*** SOURCE TEXT

What is your current emotional state - are you able to control you emotional state or do you feel completely ‘out of balance’? Being out of balance emotionally usually involves:

  • not allowing yourself to experience your feelings as they evolve

  • avoiding or suppressing your natural emotional response to a situation

  • or identifying so strongly with your emotions that they are all-consuming.

Emotional balance occurs when we allow ourselves to feel whatever comes up, without stifling or being overwhelmed by it, and learn to accept our feelings without judgment. Throughout any given day, you may experience a range of emotional states, some positive and some that are negative or distressing. The emotional state we are in is important, as it affects how we behave and the results we get. Emotional states are not something that “happen” to us, rather we create them based on how we view the world. Is the view clouded, dark and miserable or are your thoughts positive, optimistic and expressed with harmony toward others?

You can empower yourself to have control over your emotional state so that life is more balanced. Having control of your emotions will have a profound effect on all aspects of your life, particularly your relationships.

For a few moments spend time now thinking about specific times in the past when you have felt happy or have been laughing so hard it hurts! You will be amazed at all the positive emotions you have experienced and how it is possible to re-create these feelings again just by thinking about them.

Another technique is ‘anchoring’. This is a neuro-linguistic programming (NLP) technique that empowers you to manage your emotional state and change it ‘at will’ in order to experience emotional freedom.

******
*** PROVIDED INFORMATION

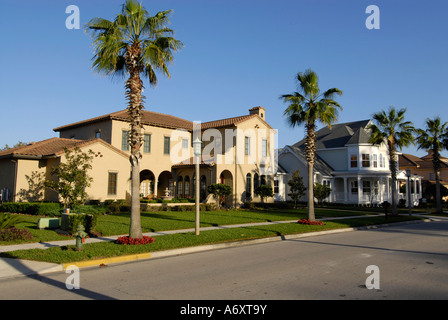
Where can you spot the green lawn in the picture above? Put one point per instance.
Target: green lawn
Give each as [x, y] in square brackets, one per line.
[117, 224]
[109, 249]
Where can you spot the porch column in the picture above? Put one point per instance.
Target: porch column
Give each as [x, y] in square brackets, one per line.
[359, 189]
[156, 182]
[387, 190]
[415, 196]
[332, 194]
[380, 191]
[420, 188]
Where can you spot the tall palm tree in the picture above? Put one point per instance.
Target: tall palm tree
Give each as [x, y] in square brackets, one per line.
[309, 106]
[432, 138]
[132, 45]
[395, 132]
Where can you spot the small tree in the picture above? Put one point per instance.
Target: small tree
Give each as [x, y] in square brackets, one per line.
[321, 191]
[296, 187]
[220, 191]
[71, 177]
[36, 187]
[264, 191]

******

SET OF TASKS.
**a.** From the passage on emotional balance, quote the part starting at "You can empower" and ending at "experience emotional freedom.".
**b.** Based on the passage on emotional balance, explain why the emotional state we are in is important.

EXPECTED RESPONSES.
**a.**
You can empower yourself to have control over your emotional state so that life is more balanced. Having control of your emotions will have a profound effect on all aspects of your life, particularly your relationships.

For a few moments spend time now thinking about specific times in the past when you have felt happy or have been laughing so hard it hurts! You will be amazed at all the positive emotions you have experienced and how it is possible to re-create these feelings again just by thinking about them.

Another technique is ‘anchoring’. This is a neuro-linguistic programming (NLP) technique that empowers you to manage your emotional state and change it ‘at will’ in order to experience emotional freedom.

**b.** The emotional state we are in is important because it affects how we behave and the results we get.